> **Directions for this task**
The answer must consist of every line below containing "Trace".

> **Exercise data**
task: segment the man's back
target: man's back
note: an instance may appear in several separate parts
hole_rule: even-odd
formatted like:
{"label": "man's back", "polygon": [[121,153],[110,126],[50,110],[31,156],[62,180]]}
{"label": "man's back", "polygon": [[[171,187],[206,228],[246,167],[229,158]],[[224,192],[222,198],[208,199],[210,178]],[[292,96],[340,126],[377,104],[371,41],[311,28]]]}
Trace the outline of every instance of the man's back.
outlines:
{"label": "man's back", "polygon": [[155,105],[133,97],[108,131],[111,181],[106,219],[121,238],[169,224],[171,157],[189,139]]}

---

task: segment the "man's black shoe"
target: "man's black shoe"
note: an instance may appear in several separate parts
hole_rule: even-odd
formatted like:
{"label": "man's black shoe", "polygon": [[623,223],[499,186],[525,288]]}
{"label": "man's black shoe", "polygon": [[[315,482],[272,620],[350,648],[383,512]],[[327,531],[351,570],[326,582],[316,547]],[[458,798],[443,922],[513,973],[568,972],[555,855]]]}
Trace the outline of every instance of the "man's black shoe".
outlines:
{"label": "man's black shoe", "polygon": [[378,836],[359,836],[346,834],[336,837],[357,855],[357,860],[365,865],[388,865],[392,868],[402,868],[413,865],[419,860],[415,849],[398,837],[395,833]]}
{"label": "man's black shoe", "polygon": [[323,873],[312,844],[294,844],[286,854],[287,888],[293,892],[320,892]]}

---

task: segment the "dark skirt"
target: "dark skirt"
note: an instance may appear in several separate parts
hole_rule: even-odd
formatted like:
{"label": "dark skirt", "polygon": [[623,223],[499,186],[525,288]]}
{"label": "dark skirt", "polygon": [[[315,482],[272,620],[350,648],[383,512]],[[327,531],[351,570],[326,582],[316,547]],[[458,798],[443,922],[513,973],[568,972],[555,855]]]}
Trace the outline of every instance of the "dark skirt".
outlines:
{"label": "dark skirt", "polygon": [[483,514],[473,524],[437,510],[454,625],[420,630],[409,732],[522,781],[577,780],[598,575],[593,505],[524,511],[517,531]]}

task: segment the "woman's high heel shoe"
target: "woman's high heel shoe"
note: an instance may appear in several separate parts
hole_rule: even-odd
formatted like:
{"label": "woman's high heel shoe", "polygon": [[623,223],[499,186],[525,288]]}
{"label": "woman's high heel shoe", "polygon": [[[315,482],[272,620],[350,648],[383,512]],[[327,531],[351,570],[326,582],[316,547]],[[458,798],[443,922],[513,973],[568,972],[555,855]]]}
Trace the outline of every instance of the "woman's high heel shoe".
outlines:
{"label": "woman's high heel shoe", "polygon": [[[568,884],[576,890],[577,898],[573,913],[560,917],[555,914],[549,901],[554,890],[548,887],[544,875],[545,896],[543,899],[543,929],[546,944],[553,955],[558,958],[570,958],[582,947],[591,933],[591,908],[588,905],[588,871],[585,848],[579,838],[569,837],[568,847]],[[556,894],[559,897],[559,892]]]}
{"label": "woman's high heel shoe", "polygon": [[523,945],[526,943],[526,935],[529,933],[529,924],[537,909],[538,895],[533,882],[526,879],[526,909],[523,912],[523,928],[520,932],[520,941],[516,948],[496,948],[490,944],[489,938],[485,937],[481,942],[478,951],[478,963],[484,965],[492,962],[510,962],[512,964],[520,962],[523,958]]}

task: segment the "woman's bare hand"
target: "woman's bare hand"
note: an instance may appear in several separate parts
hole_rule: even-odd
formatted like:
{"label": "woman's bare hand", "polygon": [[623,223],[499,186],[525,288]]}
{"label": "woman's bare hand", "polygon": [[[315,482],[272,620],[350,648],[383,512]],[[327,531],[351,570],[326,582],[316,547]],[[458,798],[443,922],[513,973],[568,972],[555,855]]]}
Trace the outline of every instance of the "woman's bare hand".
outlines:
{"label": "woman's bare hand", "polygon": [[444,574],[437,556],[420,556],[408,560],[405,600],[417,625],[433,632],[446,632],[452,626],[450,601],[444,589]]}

> **Response below**
Trace the outline of every instance of the man's back.
Trace the outline of every instance of the "man's black shoe".
Trace the outline of every instance of the "dark skirt".
Trace the outline of every instance of the "woman's high heel shoe".
Trace the outline of every instance of the "woman's bare hand".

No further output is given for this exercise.